AUFGABEN:
1. Beantworten Sie anhand des Textes über die Altäre von St. Vincentius folgende Fragen:
(a) Welchen wöchentlichen Betrag mussten die Gemeindemitglieder zur Finanzierung beisteuern?
(b) Wohin wurde der ehemalige Marienaltar aus dem Rokoko verkauft?
(c) Von wann bis wann war Karl Theodor Schönborn Pastor in St. Vincentius?
2. Geben Sie aus dem Text über die Altäre von St. Vincentius alles von „Mit dem Anblick“ bis hinunter zu „Joseph auf Wanderschaft.“ wortgetreu zurück.

VORLIEGENDER TEXT:
***
Die Finanzierung wurde aus Spenden gestemmt. Zu 3 Pfennig pro Woche wurden die Gemeindemitglieder verpflichtet, Händler gaben auch schon mal einen Silbergroschen. Und Christoph Stephan,der auch für den Kölner Dom arbeitete, schuf ein monumentales Werk, das heute, bei einer möglichen Rückkehr in den alten Chor, gar nicht mehr ohne weiteres aufgestellt werden könnte: Pfarrer May stand im 19. Jahrhundert noch mit dem Rücken zur Gemeinde am neogotischen Altartisch. Um den frei stehenden Altartisch der modernen Liturgie zu ergänzen, müsste der Chorraum vergrößert werden.

 

Maria und Joseph auf Wanderschaft, die bewegte Geschichte des Marien- und des Josephs-Altars von Ferdinand Langenberg

 

 

 

 

 

 

 

 

 

 

 

 

 

 

 

 

 

 

 

 

 

 

 

 

 

 

 

 

 

 

 

 

 

 

 

 

 

 

 

 

 

 

 

 

 

 

 

 

 

 

 

Das Retabel und die es stützende Predella des Marienaltars von Ferdinand

Langenberg in der St. Vincentiuskirche

Foto: Bernhard Kösters

 

Dinslaken Nach der Umwandlung des Kreuzaltars in den neuen Hochaltar 1853 gingen die Modernisierungen zum Ende des 19. Jahrhunderts in St. Vincentius weiter. Und dafür musste der ehemalige Hochaltar, ein Marienaltar aus dem Rokoko, vollständig aus der Kirche weichen. Er wurde, so berichtet Willy Dittgen in den „Stationen“, für den Holzwert nach Walsum verkauft.

 

Mit dem Anblick auf den prachtvollen Kreuzaltar war man auf den neogotischen Geschmack gekommen. Ein Irrtum vielleicht, aber mehr als eine modische Schwärmerei: Seit Goethes Lob auf das Straßburger Münster galt die aus Frankreich stammende Gotik als deutsch und aufgrund ihrer zeitlichen, vorreformatorischen Eingrenzung als katholisch. Neogotik als Statement des katholischen Rheinlands gegen das protestantische Preußen, für Dinslaken bedeutete dies für die nächsten 100 Jahre Maria und Joseph auf Wanderschaft.

 

Zwischen 1891 und 1893 tauschte Karl Theodor Schönborn, Pastor in St. Vincentius von 1874 bis 1899, nicht nur den Marienaltar gegen ein neogotisches Pendant aus, er erwarb für die Nordseite einen Josephaltar samt Hl. Grab. Um einen einheitlichen Gesamteindruck zu schaffen, schuf eine dreiteilige neogotische Kommunionbank die Achse zwischen den beiden neuen Seitenaltären. Optisch erschien sie zudem, von der Gemeinde aus gesehen, als „Unterbau“ des Altartisches und der Predella von Christoph Stephan, auf dem das originale alt-flämische Retabel seine Flügeltüren ausbreitete. Zwei Beichtstühle wurden auch noch angeschafft.
***
DATENAUSZUG:

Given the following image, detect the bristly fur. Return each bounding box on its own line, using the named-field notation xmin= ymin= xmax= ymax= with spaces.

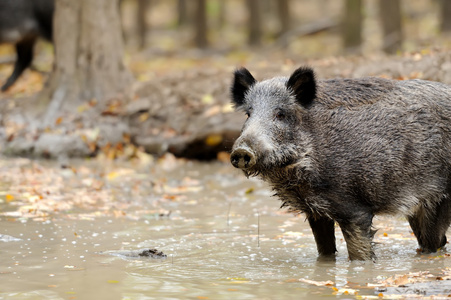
xmin=232 ymin=68 xmax=451 ymax=260
xmin=231 ymin=68 xmax=257 ymax=107
xmin=287 ymin=67 xmax=316 ymax=108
***
ANTWORTÜBERSICHT:
1.
(a) 3 Pfennig pro Woche.
(b) Nach Walsum, für den Holzwert.
(c) Von 1874 bis 1899.

2.
Mit dem Anblick auf den prachtvollen Kreuzaltar war man auf den neogotischen Geschmack gekommen. Ein Irrtum vielleicht, aber mehr als eine modische Schwärmerei: Seit Goethes Lob auf das Straßburger Münster galt die aus Frankreich stammende Gotik als deutsch und aufgrund ihrer zeitlichen, vorreformatorischen Eingrenzung als katholisch. Neogotik als Statement des katholischen Rheinlands gegen das protestantische Preußen, für Dinslaken bedeutete dies für die nächsten 100 Jahre Maria und Joseph auf Wanderschaft.